§ **Given instruction**
Please extract every line of the records below that contains the word "instance". Case counts.

§ **Extracted material**
+ + + +

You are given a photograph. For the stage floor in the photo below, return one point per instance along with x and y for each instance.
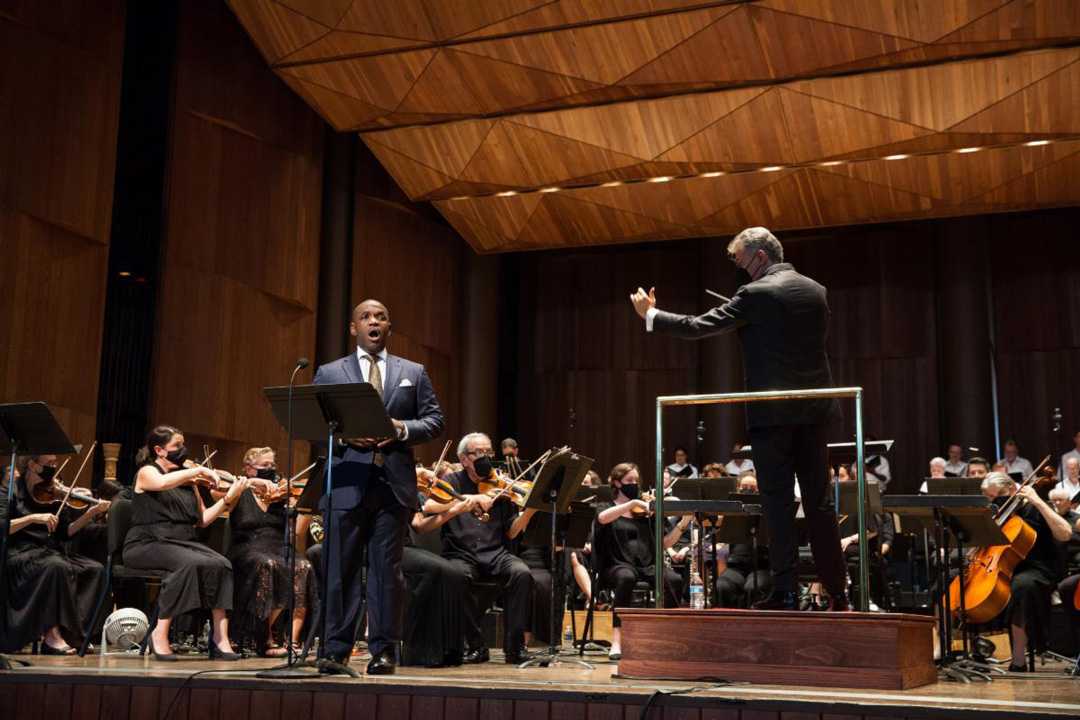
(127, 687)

+ + + +

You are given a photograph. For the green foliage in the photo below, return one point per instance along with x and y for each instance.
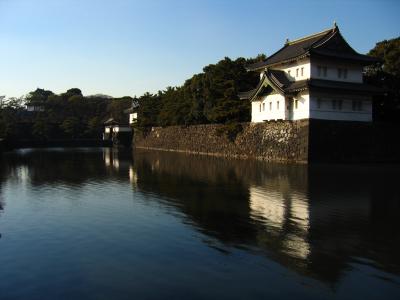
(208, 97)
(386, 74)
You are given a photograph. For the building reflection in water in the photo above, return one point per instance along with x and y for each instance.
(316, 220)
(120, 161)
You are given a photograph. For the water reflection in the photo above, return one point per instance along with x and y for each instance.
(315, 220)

+ + + +

§ **Response to the exercise**
You are given a photograph. For the stage floor in the photo below, return one point per instance along with x and y for each instance.
You are given a photograph. For the green foliage in the photo below, return one point per instance along with x and y for each instance.
You are given a photograph. For the building reflection in water in the photo above, return one point per instance along with x and y for each instance.
You are given a photograph. For the water reflection in the photo above, return one point per instance along with x and y for each instance.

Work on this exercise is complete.